━━━━━ Stored rows ━━━━━

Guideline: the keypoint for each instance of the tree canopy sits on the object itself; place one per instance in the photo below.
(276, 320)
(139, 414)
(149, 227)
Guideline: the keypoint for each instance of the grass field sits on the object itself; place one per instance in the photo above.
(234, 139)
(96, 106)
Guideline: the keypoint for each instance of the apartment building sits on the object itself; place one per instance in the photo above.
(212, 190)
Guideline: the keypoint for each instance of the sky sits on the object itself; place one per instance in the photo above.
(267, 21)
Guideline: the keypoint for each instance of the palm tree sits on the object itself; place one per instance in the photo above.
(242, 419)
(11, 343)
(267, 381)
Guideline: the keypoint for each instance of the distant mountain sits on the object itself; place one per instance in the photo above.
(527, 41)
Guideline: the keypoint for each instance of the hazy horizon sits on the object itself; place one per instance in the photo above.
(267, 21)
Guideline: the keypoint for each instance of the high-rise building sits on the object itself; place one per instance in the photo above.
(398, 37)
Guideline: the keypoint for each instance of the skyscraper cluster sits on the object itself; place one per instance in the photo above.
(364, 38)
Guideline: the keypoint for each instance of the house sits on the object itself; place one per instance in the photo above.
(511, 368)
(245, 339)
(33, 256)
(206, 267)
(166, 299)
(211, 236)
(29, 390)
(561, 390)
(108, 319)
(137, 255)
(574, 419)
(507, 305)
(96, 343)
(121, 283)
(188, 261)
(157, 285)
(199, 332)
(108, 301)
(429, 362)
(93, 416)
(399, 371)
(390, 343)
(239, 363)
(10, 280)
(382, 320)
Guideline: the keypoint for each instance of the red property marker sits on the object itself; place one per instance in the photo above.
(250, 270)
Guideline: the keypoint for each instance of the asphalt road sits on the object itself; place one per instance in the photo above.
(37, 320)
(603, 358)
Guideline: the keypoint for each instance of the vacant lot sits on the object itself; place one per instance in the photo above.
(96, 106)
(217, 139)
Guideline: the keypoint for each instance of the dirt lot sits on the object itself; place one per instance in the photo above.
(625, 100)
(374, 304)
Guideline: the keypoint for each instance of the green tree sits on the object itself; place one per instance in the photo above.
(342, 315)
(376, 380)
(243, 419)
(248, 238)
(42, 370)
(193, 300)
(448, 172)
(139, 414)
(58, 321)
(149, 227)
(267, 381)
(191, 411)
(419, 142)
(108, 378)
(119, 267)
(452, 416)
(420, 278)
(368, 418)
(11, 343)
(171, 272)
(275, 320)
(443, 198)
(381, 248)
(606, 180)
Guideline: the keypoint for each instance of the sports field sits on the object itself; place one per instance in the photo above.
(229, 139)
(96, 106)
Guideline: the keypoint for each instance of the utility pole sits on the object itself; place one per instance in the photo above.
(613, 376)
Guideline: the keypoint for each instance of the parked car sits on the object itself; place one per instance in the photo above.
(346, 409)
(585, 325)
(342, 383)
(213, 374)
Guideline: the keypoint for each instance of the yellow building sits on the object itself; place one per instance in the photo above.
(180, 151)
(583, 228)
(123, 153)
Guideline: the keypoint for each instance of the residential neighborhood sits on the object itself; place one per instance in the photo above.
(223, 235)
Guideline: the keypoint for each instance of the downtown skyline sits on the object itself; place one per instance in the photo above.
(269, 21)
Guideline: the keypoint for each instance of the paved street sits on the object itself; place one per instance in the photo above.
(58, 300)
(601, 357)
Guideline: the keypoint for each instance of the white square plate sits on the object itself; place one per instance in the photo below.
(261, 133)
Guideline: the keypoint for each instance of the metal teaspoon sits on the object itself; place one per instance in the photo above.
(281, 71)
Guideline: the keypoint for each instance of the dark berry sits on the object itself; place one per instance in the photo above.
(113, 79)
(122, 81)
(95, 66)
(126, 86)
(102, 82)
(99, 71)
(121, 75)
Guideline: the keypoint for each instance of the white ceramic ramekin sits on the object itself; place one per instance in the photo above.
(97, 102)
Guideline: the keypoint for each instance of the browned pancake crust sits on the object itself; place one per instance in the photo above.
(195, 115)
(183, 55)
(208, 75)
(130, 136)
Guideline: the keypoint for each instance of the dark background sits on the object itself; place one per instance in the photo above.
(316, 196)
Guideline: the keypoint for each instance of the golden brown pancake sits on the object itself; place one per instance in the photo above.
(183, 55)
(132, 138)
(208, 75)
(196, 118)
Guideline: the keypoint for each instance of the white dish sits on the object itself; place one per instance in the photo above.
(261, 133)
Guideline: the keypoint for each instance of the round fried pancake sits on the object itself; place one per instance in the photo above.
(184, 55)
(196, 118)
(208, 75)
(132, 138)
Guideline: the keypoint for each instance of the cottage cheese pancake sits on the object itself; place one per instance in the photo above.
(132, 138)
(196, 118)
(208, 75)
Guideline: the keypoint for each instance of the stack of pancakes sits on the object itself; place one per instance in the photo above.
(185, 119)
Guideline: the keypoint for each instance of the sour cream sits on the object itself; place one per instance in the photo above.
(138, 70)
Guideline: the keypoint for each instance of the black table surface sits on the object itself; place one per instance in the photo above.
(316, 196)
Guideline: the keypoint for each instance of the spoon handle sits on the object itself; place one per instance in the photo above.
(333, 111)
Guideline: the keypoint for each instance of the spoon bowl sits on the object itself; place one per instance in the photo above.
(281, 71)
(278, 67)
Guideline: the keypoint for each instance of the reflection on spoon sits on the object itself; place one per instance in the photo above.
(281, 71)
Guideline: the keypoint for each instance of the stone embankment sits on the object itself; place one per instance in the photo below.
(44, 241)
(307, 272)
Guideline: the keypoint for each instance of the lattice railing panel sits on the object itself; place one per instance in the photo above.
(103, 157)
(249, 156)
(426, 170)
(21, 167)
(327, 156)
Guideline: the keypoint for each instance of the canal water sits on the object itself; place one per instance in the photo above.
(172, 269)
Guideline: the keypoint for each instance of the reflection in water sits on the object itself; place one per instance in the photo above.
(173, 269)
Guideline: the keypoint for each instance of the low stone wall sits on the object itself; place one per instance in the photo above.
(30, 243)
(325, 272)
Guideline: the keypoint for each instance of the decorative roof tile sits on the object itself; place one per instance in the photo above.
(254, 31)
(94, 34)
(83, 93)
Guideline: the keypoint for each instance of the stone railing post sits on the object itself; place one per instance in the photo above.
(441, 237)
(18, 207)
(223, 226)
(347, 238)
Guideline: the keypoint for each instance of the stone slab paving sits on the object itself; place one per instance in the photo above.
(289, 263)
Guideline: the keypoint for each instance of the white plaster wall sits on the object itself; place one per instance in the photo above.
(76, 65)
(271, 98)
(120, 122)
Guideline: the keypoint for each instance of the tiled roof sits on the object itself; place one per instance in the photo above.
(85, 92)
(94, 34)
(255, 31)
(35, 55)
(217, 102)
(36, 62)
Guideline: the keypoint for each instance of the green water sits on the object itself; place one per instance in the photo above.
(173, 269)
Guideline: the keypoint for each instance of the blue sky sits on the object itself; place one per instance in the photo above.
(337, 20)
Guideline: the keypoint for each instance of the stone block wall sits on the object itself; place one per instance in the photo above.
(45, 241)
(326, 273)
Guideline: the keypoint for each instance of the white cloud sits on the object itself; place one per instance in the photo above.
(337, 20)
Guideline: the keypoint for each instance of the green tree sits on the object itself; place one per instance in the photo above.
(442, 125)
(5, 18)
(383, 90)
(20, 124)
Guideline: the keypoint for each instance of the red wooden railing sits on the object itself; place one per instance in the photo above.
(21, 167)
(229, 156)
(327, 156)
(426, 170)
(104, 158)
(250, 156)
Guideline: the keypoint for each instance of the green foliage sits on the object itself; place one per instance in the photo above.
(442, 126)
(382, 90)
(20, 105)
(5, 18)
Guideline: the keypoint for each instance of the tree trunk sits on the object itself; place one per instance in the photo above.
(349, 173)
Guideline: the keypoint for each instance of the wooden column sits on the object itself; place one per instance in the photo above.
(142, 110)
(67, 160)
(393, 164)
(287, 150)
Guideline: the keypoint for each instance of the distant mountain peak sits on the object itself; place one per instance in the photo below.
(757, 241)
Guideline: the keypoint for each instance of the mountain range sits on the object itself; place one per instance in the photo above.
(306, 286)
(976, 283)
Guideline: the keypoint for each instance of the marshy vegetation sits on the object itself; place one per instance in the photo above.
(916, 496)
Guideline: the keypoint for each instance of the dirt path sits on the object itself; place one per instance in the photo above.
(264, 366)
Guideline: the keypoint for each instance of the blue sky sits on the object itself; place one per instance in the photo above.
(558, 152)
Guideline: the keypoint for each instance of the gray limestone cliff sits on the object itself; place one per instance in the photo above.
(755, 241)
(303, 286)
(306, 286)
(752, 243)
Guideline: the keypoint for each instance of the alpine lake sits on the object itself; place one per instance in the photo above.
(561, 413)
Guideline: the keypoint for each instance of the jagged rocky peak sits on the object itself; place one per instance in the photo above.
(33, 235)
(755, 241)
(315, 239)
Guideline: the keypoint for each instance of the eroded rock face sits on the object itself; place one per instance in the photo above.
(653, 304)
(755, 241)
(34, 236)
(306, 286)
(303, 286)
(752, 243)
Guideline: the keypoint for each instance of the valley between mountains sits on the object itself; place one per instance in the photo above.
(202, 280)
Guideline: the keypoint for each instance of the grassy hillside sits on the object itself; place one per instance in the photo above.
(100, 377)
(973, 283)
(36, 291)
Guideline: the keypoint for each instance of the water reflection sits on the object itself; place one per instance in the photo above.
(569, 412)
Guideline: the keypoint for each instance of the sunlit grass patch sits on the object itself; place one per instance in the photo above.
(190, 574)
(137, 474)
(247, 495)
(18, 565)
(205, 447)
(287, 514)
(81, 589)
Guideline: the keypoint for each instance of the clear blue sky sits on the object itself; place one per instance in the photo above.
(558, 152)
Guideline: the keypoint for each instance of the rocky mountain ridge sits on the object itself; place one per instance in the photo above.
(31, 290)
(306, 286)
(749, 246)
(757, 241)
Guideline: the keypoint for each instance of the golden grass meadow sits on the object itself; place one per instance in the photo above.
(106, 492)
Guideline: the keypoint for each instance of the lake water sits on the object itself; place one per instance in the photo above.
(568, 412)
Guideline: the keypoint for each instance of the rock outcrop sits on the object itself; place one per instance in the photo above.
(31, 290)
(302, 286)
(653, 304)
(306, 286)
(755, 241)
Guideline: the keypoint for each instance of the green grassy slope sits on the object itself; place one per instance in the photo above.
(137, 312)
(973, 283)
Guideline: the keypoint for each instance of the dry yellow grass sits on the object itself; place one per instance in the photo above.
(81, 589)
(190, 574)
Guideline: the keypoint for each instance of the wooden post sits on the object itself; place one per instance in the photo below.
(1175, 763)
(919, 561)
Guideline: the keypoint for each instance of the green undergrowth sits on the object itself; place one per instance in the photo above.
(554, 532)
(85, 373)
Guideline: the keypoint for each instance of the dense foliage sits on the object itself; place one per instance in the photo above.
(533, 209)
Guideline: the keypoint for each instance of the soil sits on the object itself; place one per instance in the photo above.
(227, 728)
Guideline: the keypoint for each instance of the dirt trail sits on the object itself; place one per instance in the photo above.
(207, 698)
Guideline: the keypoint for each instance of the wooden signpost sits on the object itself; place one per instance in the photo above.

━━━━━

**Set exercise**
Repeat the lines from the one containing "Guideline: the keypoint for each instance of the clear" through the end of the listing, exactly and without any other lines; both ends are included.

**Answer below**
Guideline: the keypoint for each instance of the clear blue sky sits on the object itself; place one per instance in the photo above.
(558, 152)
Guideline: the keypoint for each instance of the rocky mountain ridge sits on the object itself; place one per instance in the photo above.
(31, 290)
(306, 286)
(749, 246)
(757, 241)
Guideline: the keypoint for each instance of the golden grass meadow sits on the object itself; place one per instance in the photo above.
(106, 492)
Guideline: the keypoint for each instance of the lake water sits on the object itself; place one per instance in the photo above.
(568, 412)
Guideline: the keypoint for each instance of the rock outcrop sits on the object itself; place one per instance in the photo above.
(31, 290)
(302, 286)
(653, 304)
(306, 286)
(755, 241)
Guideline: the keypoint for each instance of the green grassy slope sits on the object itself; place one per instance in the photo above.
(137, 312)
(973, 283)
Guideline: the keypoint for each instance of the dry yellow grass sits on the object itself; place one per instance in the photo above.
(81, 589)
(190, 574)
Guideline: the keypoint for each instance of the wooden post sits on the object itself; place one per instance in the photo below.
(1175, 763)
(919, 561)
Guideline: the keypoint for each instance of the green undergrowth sits on the object itself; place one per instance in the photo above.
(554, 532)
(85, 373)
Guideline: the keypoint for each instance of the dense foliage sits on the object itself; place one per instance in the photo above.
(533, 209)
Guideline: the keypoint for each instance of the soil sits on the object itself; place one per instance in the photo above.
(227, 728)
Guideline: the keypoint for each instance of the dirt trail sits on the object itself; place one per instance in the photo above.
(207, 698)
Guideline: the keypoint for each instance of the wooden signpost sits on the object itself; place one per instance in the photo above.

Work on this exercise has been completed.